This Article is From Dec 25, 2020

Coolie No 1 Review: Rehash With Sara Ali Khan, Varun Dhawan Is Anything But Numero Uno

Coolie No 1 Review: The film does not take into account that the world has changed since the David Dhawan-Govinda combo churned out hit after hit with their mad capers.

Coolie No 1 Review: Rehash With Sara Ali Khan, Varun Dhawan Is Anything But Numero Uno

Coolie No 1 Review: A promotional poster of the film. (courtesy varundvn)

Cast: Varun Dhawan, Sara Ali Khan, Paresh Rawal, Rajpal Yadav, Javed Jaffery

Director: David Dhawan

Rating: 1 star (out of 5)

Director David Dhawan and producer Vashu Bhagnani, the men behind the original Coolie No 1, spare no effort to confirm our worst fear: the Govinda-Karisma Kapoor 1995 starrer was best left alone.

•••

■ **Jobs**
A - Format the rows as a numbered list with blank lines dropped, starting at the line containing "the roof vent." and ending at the last line of the rows.
B - Pick up the Coolie No 1 review from where it stops and keep it going.

•••

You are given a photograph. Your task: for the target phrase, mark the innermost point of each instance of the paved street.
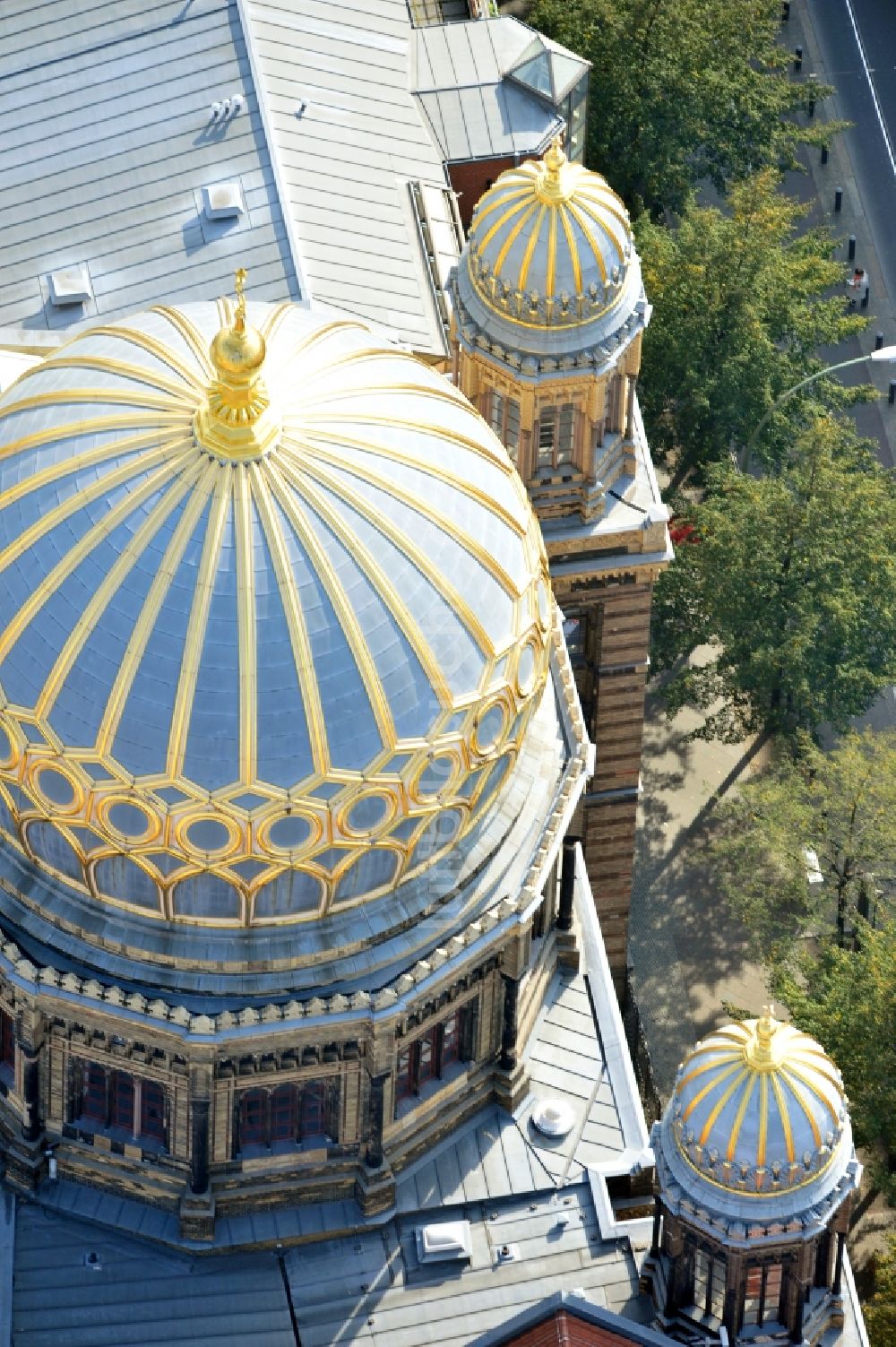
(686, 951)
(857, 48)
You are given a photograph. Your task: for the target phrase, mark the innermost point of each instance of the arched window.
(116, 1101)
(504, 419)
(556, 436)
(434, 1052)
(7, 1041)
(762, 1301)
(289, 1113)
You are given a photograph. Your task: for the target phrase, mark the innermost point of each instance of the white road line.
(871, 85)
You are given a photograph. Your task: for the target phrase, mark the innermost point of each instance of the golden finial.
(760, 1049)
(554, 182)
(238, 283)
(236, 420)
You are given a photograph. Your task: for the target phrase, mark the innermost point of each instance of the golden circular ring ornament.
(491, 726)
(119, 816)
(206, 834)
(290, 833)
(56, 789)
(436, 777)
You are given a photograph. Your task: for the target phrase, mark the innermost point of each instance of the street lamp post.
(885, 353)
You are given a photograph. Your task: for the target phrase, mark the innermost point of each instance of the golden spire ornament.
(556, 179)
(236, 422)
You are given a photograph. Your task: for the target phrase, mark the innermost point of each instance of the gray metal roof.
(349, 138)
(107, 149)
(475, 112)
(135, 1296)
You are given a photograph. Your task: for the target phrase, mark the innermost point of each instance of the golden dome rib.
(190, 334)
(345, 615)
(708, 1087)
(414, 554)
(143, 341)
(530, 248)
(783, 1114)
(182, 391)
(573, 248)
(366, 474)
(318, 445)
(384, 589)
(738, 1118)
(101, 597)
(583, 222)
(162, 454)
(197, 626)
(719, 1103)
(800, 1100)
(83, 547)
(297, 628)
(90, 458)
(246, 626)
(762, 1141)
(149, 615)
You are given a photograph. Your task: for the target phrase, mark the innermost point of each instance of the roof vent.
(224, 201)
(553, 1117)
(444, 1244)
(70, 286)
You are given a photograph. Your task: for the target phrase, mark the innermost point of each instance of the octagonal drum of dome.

•••

■ **Expected outputs**
A -
1. You are given a photograph. Your task: for the target phrase, mark the innermost point of each instance of the roof vent.
2. (224, 201)
3. (553, 1117)
4. (444, 1244)
5. (70, 286)
6. You are given a photograph. Your task: for the target phrase, mark the innermost point of each instance of the octagonal drum of dome.

B -
Twenty-five years have elapsed since the producer and director duo delivered one of the superhits that defined Govinda's career as a comic hero. The star isn't at hand to carry the weight of the remake on his shoulders nor is Kader Khan available to liven up Rumi Jaffery's screenplay with his dialogue. However, their absence isn't the only reason why this Coolie No 1 is a pale shadow.

It definitely has more colour and slickness, but all its gloss is strictly superficial. The new version is flashier and louder. The hope clearly is to paper over - and drown out - the sheer pointlessness of the exercise. But no matter what the director and his son, lead actor Varun Dhawan, try, this coolie is anything but numero uno. The 2020 Coolie No 1, released on Amazon Prime Video, is no patch on the 1995 Coolie No 1.

This film isn't an update (the script remains unaltered) but an excruciatingly infantile rehash that scrapes the bottom of the barrel and comes up with nothing that could justify its existence.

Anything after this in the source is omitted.